Please write out the passage on the Afghan police mission from "At the same time there" up to and including "doing the same.", copying it word for word.

---------- Text passage ----------

Obviously we want to make certain that we ensure a successful handover. We therefore need to have a very clear appreciation of the challenges confronting the EUPOL mission which the noble Lord, Lord Teverson, has so ably presented. The first of these is that members of the Afghan police are a top target for the Taliban. In answer to my question in committee, chief superintendent Nigel Thomas, former interim head of the EU’s Afghan police mission, referred to casualties. He said that there might, in extreme cases, be 15 a day. He asserted that seven a day might be killed and numerous police personnel injured to quite a significant extent—and, importantly, at a much higher rate than the Afghan army casualty rate.

The second challenge is that at the same time as being very much in the front line the situation is exacerbated by a lack of close co-operation between the Afghan national army and the Afghan national police. We heard from Fatima Ayub of the Open Society Foundation that the rationale behind building up the police was not to improve the rule of law but was—

“as the US forces put it, about putting boots on the ground, such that you have someone in the line of fire against the insurgents”.

Chief Superintendent Thomas stated bluntly:

“The ANA need to take on a more proactive role and relieve the ANP from some of the more militaristic duties that they are performing”.

At the same time there is a need for much more emphasis to be put on the quality of training, and the mere six weeks given at present is insufficient for a police service that ultimately should have a civilian role. I note that last month NATO agreed to extend the length of its training course by two extra weeks, and perhaps when he replies the Minister can tell us whether EUPOL is doing the same.

The third challenge which the noble Lord, Lord Teverson, has touched upon is the fact that so many police are illiterate. At least half are, according to Fatima Ayub, and our sub-committee concluded that there was currently no coherent strategy for dealing with this problem. She said in response to a question from me:

“You can train policemen in Afghanistan … but the question is whether you are first going to invest time in teaching them to read and then actually to do the work of policing rather than acting as cannon fodder for the insurgency”.

Fourthly, there is, as has been mentioned, the widespread issue of corruption, bribery and drug dealing within police ranks. Chief Superintendent Thomas gave me examples, which I could cite, of police chiefs who have links to local criminality because that is the way they are able to keep the peace in that particular location. That will undoubtedly have to change over time, but for the communities there that sort of relationship works for them and the police chief would not intervene against certain individuals because they know what the consequences are going to be. Those things will simply have to change, he stressed—and undoubtedly they will—but, again, it is going to be a slow and in certain cases painful process.

---------- Data listing ----------

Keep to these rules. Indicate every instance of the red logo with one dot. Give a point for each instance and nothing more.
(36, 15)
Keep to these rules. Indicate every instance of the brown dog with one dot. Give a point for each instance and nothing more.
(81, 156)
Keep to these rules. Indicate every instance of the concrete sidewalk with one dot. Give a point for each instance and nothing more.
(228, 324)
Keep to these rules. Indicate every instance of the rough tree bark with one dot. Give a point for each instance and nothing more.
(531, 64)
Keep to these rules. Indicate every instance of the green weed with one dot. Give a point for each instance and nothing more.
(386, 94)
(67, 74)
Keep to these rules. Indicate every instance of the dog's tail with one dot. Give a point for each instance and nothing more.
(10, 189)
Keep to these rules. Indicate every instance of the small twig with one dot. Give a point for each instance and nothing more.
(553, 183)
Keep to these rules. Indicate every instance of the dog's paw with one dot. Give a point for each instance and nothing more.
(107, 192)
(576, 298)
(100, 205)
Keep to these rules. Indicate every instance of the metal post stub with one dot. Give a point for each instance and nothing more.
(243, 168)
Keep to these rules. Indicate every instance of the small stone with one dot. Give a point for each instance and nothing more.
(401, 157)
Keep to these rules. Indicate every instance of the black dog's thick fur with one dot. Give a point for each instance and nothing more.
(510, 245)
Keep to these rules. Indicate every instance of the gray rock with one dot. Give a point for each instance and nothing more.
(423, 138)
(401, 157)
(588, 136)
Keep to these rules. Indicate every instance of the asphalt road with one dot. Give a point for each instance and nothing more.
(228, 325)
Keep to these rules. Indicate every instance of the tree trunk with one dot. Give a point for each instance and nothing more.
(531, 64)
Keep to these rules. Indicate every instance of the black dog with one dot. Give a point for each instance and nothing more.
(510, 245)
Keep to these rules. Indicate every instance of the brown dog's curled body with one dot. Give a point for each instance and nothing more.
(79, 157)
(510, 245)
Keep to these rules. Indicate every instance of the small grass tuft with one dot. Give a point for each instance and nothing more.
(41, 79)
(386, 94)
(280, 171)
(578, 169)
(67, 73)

----------

• Reply
At the same time there is a need for much more emphasis to be put on the quality of training, and the mere six weeks given at present is insufficient for a police service that ultimately should have a civilian role. I note that last month NATO agreed to extend the length of its training course by two extra weeks, and perhaps when he replies the Minister can tell us whether EUPOL is doing the same.